■ INSTRUCTIONS TO FOLLOW:
Copy the line containing "of the evergreen", then all lines after it up to and including the final line of the material, exactly and without additions.

Stored items
⁂
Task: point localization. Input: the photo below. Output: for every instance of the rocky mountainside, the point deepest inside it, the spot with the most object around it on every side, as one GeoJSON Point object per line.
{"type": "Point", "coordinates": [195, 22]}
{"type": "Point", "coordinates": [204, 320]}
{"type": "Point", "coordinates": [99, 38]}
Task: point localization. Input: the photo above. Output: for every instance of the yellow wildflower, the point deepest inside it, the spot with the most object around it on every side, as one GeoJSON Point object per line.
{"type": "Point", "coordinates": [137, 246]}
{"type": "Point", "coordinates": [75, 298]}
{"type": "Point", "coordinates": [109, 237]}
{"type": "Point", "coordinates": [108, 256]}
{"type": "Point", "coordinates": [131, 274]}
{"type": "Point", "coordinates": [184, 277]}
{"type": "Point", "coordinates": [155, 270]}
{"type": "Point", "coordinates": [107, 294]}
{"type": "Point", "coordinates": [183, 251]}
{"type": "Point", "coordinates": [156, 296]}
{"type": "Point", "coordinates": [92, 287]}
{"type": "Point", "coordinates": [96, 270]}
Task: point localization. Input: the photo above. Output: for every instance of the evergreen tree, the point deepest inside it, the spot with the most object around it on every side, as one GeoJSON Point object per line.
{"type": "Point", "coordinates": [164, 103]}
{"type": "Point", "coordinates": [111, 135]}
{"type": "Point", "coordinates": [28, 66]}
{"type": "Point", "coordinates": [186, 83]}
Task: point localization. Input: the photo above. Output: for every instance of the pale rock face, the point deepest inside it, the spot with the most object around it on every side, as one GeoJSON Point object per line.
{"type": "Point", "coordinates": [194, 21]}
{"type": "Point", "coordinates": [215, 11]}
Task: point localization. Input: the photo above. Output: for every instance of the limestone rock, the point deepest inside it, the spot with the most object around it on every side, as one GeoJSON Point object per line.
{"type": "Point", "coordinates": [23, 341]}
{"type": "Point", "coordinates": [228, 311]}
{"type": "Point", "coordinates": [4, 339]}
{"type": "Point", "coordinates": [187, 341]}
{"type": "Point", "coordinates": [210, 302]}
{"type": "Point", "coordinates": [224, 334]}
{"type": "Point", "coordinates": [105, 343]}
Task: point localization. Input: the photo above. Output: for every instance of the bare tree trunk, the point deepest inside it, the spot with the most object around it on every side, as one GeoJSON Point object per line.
⁂
■ COMPLETE ANSWER:
Task: point localization. Input: the photo above. Output: for every instance of the evergreen tree, the point deepest inside it, the spot with the most object around it on every side, as one GeoJSON Point object per line.
{"type": "Point", "coordinates": [164, 103]}
{"type": "Point", "coordinates": [111, 135]}
{"type": "Point", "coordinates": [28, 66]}
{"type": "Point", "coordinates": [186, 83]}
Task: point localization. Input: the photo above. Output: for every instance of the pale rock face, the point deepest inside it, the spot with the most object around it on every side, as one GeoJSON Point object per line.
{"type": "Point", "coordinates": [194, 21]}
{"type": "Point", "coordinates": [215, 11]}
Task: point localization. Input: the photo above. Output: for every instance of the limestone rock, the point deepest inside it, the spot with the most object around it on every side, as one GeoJSON Point object per line.
{"type": "Point", "coordinates": [23, 341]}
{"type": "Point", "coordinates": [228, 311]}
{"type": "Point", "coordinates": [4, 339]}
{"type": "Point", "coordinates": [187, 341]}
{"type": "Point", "coordinates": [210, 302]}
{"type": "Point", "coordinates": [224, 334]}
{"type": "Point", "coordinates": [105, 343]}
Task: point localization. Input: the photo above. Output: for every instance of the bare tree trunk, the point deepest inside it, the spot with the most object around it on every side, as one GeoJSON Point object per line.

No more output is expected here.